- To do: Retype everything in the listing, leaving each line exactly as it is.

- Data shown:
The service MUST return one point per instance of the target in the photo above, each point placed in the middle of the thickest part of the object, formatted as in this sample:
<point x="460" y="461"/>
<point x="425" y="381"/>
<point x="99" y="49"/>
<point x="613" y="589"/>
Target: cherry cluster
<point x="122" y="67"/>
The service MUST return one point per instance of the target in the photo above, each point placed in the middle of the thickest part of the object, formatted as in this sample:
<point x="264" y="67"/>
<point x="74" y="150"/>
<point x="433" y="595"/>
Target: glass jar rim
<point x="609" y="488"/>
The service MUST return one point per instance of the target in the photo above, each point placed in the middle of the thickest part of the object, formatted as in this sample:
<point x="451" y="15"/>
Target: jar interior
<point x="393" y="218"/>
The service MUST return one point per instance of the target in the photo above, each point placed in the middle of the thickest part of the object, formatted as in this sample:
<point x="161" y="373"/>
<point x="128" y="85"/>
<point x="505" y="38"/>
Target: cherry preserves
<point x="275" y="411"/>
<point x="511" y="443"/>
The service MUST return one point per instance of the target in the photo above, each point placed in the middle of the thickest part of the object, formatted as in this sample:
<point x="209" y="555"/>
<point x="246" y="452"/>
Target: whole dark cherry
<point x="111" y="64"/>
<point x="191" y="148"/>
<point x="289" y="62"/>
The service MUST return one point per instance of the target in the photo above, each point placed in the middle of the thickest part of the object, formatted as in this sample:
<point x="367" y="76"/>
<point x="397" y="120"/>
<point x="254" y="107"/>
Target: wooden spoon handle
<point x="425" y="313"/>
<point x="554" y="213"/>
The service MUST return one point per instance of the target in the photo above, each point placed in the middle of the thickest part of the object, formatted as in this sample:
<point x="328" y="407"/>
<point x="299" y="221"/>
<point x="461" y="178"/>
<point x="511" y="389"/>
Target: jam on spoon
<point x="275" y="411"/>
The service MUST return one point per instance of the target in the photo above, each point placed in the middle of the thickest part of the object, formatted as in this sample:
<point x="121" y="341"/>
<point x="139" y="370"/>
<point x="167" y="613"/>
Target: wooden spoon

- Exercise answer:
The service MUST return one point per instance of the target in the photo above, each point placed in the middle of the thickest part of the object, formatted as in this sample:
<point x="460" y="461"/>
<point x="425" y="381"/>
<point x="99" y="49"/>
<point x="613" y="589"/>
Target: cherry cluster
<point x="122" y="67"/>
The service MUST return one point per instance of the target in the photo above, each point placed in the middle of the thickest part of the object, formatted as in this sample:
<point x="264" y="67"/>
<point x="74" y="150"/>
<point x="433" y="595"/>
Target: glass jar rim
<point x="609" y="488"/>
The service MUST return one point per instance of the target in the photo above, each point placed in the middle of the thickest part of the object, formatted as in this sample:
<point x="451" y="15"/>
Target: jar interior
<point x="393" y="218"/>
The service MUST return one point per instance of the target in the photo above, each point placed in the middle of the thickest part of the object, formatted as in this sample:
<point x="161" y="373"/>
<point x="128" y="85"/>
<point x="505" y="38"/>
Target: cherry preserves
<point x="275" y="411"/>
<point x="511" y="443"/>
The service MUST return one point per instance of the target in the photo above, each point placed in the middle of the thickest part of the object, formatted as in this sample:
<point x="209" y="555"/>
<point x="246" y="452"/>
Target: whole dark cherry
<point x="111" y="64"/>
<point x="191" y="148"/>
<point x="289" y="62"/>
The service MUST return one point per instance of the target in the photo above, each point placed in the middle of the thickest part of the object, formatted as in this sample:
<point x="367" y="76"/>
<point x="397" y="120"/>
<point x="254" y="107"/>
Target: wooden spoon handle
<point x="425" y="313"/>
<point x="554" y="213"/>
The service MUST return one point per instance of the target in the photo above, each point placed in the middle of the thickest part of the object, formatted as in this sample:
<point x="328" y="407"/>
<point x="299" y="221"/>
<point x="461" y="178"/>
<point x="511" y="389"/>
Target: jam on spoon
<point x="275" y="411"/>
The service MUST return one point per instance of the target in the photo above, each point placed in the middle of the thickest part of the object, formatted as in this sample:
<point x="121" y="341"/>
<point x="139" y="370"/>
<point x="167" y="613"/>
Target: wooden spoon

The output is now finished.